Spahns Pflegereform unter Beschuss

Die von Bundesgesundheitsminister Jens Spahn um vom Regierungskabinett beschlossenen Pläne zur Pflegereform stehen derzeit unter großem öffentlichen Druck. Gewerkschaften, Krankenkassen, die Stiftung Patientenschutz und Arbeitgeberverbände kritisieren den Entwurf als unzureichend.

Arbeitgeber lehnen Tarifbindung ab – aus ihnen ganz eigenen Gründen

Wenig überraschend ist, dass Arbeitgeberverbände die vorgesehene und erzwungene Tarifbindung strikt ablehnen. So wird Bernd Meurer, Präsident des Bundesverbandes der privaten Anbieter sozialer Dienste (bpa) in der FAZ zitiert: „Versorgungsverträge an eine tarifliche Entlohnung zu koppeln, ohne betriebliches Risiko und unternehmerisches Wagnis angemessen zu berücksichtigen, schnürt den Unternehmen die Luft ab“. Was er damit eigentlich sagen will, ist wahrscheinlich, dass seine Unternehmen bei Tarifbindung ihre eigenen Profitziele nicht mehr erreichen können.
........
Zu bearbeitende Aufgabe:
Schreiben Sie den Textauszug über Spahns Pflegereform im Anschluss an seinen letzten Satz weiter. Die nachstehenden Datensätze sind eigenständiges Material und gehören nicht zum Textauszug.
........
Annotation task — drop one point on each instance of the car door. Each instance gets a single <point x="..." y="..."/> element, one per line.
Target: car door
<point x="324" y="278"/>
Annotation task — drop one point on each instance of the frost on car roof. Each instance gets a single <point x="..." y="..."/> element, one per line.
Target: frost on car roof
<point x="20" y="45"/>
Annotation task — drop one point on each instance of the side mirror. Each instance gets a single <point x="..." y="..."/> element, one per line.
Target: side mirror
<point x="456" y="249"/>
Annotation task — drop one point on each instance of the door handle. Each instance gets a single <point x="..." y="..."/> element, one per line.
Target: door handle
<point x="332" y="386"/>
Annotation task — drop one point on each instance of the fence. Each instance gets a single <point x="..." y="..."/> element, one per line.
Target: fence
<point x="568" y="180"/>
........
Ihre Antwort:
Stiftung Patientenschutz befürchtet Belastung der Pflegebedürftigen

Der Vorstand der Stiftung Patientenschutz, Eugen Brysch, befürchtet durch die dadurch insgesamt steigenden Kosten vor allem eine Überlastung der Pflegebedürftigen. Sollten die Eigenanteile weiterhin im selben Maße ansteigen, wie in den letzten zwei Jahren, dann könnte der im ersten Jahr geplante 5%ige Zuschuss zum Eigenanteil alleine von den Erhöhungen praktisch aufgesogen werden. Die Pflegebedürftigen hätten nach Brysch mit bis zu 260€ Mehrbelastung pro Monat zu rechnen. Auch im zweiten Jahr, in dem der Bonus auf 25% ansteigt, wären immernoch 100€ mehr an Eigenanteil zu leisten. Die versprochene Entlastung für Pflegebedürftige und ihre Angehörigen wäre damit vorerst nicht in Sicht.

ver.di kritisiert die Anerkennung von Gefälligkeitstarifverträgen

Auch unsere Gewerkschaft ver.di kritisiert die Pflegereform. In der jüngsten Pressemitteilung geht es dabei hauptsächlich um den fehlenden Schutz vor Gefälligkeitstarifverträgen, die zwischen kleinen und sehr arbeitgebernahen „Pseudogewerkschaften“ und den privaten Arbeitgebern abgeschlossen werden könnten. Dabei wollen die Arbeitgeber in diesem Fall natürlich weiterhin keine fairen Löhne zahlen und umgehen damit letztendlich die Ziele der Pflegereform.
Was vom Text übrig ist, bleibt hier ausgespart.